Stored data entries
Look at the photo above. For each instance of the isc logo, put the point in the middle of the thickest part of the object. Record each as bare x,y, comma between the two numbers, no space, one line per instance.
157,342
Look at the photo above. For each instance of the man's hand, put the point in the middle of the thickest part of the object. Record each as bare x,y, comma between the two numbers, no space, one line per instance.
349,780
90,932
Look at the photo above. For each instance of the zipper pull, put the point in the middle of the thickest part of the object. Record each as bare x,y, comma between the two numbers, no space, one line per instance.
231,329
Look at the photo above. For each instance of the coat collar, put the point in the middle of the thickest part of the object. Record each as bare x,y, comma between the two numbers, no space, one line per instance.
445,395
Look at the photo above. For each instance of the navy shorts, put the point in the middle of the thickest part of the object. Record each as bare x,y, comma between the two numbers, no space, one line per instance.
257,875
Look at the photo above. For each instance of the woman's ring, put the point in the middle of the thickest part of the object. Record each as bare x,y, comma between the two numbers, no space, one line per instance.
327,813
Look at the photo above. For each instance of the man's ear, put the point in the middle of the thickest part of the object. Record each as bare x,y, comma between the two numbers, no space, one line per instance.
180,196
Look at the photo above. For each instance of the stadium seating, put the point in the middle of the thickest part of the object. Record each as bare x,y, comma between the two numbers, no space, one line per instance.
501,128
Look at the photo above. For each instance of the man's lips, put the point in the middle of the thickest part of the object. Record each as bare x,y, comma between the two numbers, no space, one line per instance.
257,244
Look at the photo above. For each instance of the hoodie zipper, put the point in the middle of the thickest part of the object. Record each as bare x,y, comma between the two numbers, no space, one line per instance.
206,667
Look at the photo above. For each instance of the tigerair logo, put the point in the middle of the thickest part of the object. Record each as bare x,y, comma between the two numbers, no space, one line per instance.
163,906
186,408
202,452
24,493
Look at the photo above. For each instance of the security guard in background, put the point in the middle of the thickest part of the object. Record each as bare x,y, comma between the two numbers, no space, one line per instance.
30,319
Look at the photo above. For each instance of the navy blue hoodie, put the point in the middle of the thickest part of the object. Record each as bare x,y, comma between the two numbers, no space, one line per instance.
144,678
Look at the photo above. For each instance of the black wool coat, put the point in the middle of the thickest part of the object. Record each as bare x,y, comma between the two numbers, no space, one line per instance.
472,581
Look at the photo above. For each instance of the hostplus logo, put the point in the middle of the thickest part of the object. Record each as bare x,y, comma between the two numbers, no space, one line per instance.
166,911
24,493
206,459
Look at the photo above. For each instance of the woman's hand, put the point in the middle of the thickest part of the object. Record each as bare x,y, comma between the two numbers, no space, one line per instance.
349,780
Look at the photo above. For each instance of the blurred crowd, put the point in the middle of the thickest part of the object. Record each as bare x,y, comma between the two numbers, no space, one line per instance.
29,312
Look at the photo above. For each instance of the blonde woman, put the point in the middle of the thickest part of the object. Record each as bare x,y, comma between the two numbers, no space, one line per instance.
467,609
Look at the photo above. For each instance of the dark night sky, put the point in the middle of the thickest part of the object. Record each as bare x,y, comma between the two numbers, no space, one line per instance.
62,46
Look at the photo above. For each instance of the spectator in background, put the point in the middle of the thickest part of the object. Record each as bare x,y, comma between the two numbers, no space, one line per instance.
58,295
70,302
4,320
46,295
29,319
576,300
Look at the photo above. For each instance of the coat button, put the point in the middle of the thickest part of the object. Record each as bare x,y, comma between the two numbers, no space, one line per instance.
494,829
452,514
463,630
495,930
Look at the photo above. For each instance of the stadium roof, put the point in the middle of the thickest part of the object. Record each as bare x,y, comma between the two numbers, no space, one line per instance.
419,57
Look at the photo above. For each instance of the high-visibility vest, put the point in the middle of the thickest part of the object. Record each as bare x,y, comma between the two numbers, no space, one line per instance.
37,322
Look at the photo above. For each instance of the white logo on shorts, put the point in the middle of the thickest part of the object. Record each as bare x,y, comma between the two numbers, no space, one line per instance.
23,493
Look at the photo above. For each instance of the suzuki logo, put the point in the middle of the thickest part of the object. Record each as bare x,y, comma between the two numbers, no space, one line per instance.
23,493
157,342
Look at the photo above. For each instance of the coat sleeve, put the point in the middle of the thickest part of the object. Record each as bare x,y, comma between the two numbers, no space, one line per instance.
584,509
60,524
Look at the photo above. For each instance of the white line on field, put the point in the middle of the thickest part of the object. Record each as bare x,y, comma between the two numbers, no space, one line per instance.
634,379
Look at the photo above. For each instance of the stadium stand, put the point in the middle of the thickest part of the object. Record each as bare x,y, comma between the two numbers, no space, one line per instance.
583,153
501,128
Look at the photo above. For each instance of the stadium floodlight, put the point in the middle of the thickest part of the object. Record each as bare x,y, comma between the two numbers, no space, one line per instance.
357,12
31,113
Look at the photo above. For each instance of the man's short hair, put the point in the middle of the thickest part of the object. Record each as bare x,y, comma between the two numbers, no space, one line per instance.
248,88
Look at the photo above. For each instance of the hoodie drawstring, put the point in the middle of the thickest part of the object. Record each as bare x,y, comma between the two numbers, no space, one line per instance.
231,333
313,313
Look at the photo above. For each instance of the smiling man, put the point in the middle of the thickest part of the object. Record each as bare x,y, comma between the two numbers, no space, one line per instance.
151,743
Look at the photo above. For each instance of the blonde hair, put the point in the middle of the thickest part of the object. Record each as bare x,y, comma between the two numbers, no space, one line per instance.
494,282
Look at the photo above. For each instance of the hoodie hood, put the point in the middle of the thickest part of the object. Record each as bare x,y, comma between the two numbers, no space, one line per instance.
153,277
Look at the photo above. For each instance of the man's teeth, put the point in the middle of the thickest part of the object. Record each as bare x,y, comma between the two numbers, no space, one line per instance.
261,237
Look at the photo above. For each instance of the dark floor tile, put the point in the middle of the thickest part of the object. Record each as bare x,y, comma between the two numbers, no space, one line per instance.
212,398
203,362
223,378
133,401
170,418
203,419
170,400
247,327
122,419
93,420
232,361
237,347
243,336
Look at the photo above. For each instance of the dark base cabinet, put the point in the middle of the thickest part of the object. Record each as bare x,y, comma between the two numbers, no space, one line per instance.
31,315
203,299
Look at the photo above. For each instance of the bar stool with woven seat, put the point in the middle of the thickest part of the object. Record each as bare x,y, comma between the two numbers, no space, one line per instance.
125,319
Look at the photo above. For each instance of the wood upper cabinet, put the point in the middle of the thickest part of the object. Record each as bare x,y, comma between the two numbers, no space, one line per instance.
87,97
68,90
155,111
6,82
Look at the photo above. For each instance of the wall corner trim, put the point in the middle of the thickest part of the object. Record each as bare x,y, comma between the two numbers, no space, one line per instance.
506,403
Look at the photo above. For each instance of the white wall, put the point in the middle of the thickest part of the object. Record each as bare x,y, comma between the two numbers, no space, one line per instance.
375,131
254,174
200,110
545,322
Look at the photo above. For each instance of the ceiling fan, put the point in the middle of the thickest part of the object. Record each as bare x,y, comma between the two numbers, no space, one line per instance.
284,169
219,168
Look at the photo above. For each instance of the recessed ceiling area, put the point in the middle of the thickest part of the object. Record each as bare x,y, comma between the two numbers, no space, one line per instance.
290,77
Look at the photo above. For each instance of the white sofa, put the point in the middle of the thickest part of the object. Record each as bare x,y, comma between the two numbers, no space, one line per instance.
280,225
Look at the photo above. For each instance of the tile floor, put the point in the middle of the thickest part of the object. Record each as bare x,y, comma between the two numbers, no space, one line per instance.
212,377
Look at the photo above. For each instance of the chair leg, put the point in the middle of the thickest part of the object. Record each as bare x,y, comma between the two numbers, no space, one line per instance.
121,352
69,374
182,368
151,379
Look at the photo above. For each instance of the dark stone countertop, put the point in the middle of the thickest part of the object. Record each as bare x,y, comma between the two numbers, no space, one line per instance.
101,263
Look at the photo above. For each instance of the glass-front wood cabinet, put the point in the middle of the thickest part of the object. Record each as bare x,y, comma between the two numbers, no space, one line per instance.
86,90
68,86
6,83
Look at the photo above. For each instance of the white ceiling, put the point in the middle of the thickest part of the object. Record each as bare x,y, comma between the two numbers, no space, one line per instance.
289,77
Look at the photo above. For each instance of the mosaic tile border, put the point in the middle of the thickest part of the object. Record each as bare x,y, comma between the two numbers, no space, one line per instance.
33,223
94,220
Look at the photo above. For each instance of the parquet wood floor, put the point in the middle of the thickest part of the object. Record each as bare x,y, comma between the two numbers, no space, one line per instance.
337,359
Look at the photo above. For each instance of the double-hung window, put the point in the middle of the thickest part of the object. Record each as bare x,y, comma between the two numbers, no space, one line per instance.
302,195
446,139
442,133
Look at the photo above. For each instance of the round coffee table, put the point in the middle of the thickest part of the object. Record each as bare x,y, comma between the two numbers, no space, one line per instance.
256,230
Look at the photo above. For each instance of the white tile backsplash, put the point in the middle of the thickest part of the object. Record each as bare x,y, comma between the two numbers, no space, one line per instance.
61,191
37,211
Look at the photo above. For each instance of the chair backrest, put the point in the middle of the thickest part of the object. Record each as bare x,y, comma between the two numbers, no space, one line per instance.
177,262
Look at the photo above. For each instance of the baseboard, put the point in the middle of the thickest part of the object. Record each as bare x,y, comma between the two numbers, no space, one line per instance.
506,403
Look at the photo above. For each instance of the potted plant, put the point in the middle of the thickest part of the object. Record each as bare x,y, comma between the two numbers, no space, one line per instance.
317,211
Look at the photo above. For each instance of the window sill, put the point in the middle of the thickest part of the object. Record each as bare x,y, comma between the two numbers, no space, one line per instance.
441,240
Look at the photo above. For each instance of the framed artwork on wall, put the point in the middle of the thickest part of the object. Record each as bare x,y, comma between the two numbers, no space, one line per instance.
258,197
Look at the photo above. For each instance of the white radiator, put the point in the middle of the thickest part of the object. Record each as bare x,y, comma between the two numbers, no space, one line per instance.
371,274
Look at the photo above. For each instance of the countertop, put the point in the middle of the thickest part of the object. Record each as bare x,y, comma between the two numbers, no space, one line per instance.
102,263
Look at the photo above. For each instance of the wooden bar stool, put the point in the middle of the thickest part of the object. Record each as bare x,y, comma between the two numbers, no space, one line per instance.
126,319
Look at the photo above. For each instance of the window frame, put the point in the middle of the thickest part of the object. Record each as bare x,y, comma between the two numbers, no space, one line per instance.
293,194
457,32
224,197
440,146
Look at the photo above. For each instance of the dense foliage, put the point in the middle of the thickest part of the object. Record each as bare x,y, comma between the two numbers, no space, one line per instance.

Directions for this task
Repeat, with no changes, each line from the one with "window frame, put" to the end of the listing, including both ends and nothing else.

Expected answer
Look at the photo above. For each instance of the window frame, put the point in the middle of the thickest part of the object. Record each as bare x,y, comma between the two numbers, no space, one line per instance.
293,194
457,32
224,197
440,146
Look at the photo above. For each instance of the dense foliage, put the point in the middle of the thickest part of the object. Record each as bare x,y, comma between the two numbers, no space, one line per instance.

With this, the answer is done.